* **The request**
Please reproduce the final lines of the records word for word. Begin at the line that contains "of the pink" and stop after the last line of the records.

Location annotation dataset excerpts
○ ○ ○ ○ ○

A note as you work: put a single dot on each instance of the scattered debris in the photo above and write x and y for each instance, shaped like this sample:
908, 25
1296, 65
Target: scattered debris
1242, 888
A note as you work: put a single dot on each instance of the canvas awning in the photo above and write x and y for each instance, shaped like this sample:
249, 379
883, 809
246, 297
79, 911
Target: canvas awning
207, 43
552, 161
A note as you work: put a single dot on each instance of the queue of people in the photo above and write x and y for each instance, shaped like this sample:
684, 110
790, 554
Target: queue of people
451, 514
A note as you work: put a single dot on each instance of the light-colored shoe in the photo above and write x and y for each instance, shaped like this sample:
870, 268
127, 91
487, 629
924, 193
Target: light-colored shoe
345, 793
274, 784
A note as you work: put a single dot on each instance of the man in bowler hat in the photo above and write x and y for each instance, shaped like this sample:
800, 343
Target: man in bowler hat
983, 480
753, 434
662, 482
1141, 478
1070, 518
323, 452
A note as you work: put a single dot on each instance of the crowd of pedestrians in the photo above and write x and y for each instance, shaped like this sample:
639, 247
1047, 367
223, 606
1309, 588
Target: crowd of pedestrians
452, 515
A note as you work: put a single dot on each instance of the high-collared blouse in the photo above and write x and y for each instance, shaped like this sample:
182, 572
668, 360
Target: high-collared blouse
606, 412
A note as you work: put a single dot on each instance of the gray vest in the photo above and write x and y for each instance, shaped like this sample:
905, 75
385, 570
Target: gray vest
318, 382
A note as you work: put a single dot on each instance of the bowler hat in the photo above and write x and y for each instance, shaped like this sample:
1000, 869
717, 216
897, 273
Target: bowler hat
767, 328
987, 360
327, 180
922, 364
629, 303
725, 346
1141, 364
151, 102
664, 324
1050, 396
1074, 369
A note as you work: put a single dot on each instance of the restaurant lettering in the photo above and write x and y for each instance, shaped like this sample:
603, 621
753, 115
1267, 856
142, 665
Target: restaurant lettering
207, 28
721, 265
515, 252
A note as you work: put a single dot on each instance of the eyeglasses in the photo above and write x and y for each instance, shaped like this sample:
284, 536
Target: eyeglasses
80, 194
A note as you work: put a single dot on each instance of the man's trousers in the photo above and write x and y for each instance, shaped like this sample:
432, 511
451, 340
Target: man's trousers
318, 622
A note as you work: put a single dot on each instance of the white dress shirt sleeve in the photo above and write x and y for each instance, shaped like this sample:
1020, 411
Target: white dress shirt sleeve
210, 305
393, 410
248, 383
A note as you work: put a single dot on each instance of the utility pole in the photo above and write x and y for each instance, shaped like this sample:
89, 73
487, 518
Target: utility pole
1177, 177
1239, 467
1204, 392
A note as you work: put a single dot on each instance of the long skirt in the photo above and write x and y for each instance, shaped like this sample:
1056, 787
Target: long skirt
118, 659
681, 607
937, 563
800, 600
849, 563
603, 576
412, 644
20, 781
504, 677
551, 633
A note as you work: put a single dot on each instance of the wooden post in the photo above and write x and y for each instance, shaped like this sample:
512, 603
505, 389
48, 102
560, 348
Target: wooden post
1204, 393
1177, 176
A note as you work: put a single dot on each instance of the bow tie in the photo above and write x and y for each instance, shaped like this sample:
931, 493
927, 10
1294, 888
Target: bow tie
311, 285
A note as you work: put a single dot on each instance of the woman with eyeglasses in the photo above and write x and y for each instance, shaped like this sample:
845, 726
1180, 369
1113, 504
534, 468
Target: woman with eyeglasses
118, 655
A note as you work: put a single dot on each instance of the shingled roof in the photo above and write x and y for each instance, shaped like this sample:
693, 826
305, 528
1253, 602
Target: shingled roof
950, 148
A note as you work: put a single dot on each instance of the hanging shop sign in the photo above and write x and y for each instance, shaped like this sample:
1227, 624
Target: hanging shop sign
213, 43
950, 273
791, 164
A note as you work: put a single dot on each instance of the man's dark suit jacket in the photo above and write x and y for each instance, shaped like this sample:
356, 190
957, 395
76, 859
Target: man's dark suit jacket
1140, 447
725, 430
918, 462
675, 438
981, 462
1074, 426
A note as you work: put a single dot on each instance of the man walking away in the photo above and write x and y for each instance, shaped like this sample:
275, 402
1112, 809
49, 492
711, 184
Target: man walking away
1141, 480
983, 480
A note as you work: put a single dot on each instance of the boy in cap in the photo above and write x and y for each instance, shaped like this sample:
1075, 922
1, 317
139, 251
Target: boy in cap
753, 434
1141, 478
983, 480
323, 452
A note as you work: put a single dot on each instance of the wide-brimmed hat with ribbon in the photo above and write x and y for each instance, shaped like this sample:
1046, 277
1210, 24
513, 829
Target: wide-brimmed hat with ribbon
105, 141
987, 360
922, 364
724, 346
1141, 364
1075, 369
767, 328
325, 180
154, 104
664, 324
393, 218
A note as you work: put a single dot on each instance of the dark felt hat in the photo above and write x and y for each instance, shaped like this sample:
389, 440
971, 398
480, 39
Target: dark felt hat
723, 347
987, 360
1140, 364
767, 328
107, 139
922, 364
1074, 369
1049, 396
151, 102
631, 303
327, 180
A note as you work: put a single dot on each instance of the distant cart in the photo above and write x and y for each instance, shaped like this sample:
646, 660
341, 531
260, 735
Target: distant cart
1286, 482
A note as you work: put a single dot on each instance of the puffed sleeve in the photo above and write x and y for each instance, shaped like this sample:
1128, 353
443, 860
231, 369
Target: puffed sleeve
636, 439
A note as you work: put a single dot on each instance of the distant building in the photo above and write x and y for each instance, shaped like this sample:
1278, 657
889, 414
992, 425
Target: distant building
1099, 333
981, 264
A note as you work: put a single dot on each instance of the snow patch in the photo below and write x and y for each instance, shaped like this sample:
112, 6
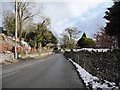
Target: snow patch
91, 49
94, 82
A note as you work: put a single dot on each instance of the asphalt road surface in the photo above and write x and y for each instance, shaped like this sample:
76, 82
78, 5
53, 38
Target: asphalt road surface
50, 72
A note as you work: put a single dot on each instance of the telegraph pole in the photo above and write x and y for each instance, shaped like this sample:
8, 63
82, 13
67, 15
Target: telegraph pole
16, 29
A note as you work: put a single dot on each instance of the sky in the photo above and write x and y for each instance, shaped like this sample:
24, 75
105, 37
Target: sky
86, 15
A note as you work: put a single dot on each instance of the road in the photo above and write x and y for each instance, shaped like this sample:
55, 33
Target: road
50, 72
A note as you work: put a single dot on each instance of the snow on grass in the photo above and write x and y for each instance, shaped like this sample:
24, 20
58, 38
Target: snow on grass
92, 49
93, 81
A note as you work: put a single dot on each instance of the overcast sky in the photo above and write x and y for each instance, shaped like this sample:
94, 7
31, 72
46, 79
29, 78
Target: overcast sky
86, 16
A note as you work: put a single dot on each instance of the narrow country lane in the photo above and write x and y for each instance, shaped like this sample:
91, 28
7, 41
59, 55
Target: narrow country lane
51, 72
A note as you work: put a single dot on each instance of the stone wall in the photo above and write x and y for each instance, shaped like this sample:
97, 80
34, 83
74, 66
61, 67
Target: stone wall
105, 65
6, 56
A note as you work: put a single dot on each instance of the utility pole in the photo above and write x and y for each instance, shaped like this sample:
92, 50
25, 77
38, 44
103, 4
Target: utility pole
16, 29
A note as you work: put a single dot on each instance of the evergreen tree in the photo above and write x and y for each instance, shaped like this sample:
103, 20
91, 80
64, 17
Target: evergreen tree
85, 42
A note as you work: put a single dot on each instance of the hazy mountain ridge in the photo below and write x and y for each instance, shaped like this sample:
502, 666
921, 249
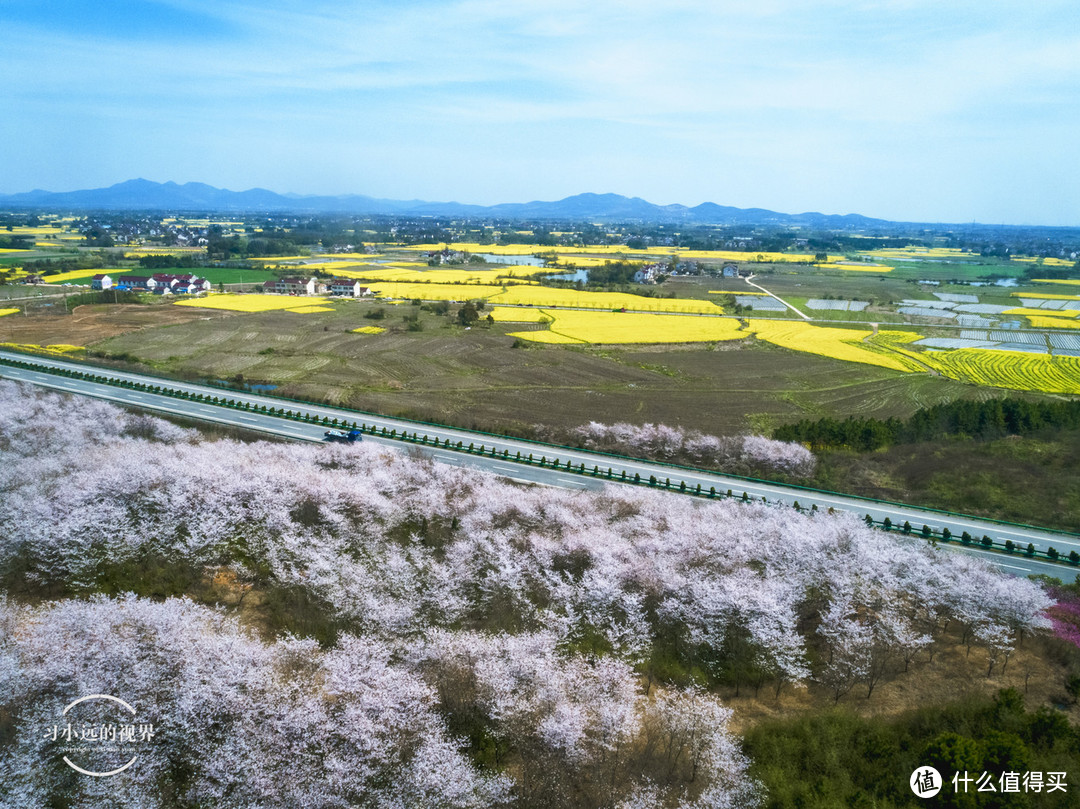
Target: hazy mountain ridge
143, 194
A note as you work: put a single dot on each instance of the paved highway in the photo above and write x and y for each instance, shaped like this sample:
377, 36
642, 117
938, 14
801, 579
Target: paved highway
773, 493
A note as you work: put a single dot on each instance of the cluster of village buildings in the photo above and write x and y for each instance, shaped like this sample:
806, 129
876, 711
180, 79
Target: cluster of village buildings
159, 283
346, 286
162, 283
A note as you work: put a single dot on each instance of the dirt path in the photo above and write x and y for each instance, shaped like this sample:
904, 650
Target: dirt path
90, 323
804, 317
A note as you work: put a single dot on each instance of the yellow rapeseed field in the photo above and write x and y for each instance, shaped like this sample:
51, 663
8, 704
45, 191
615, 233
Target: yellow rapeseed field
1049, 261
616, 250
545, 296
625, 327
513, 314
247, 302
839, 344
406, 274
920, 253
435, 292
1013, 369
551, 337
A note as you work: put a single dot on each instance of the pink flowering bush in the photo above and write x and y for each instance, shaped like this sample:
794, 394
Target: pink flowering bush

○ ○ ○ ○ ○

* **Finished exercise**
A note as you work: put a single dot on each instance of the pink flowering bush in the photo above and write x and y for each instance, shaped like this sample:
794, 394
Target: pink flowering bush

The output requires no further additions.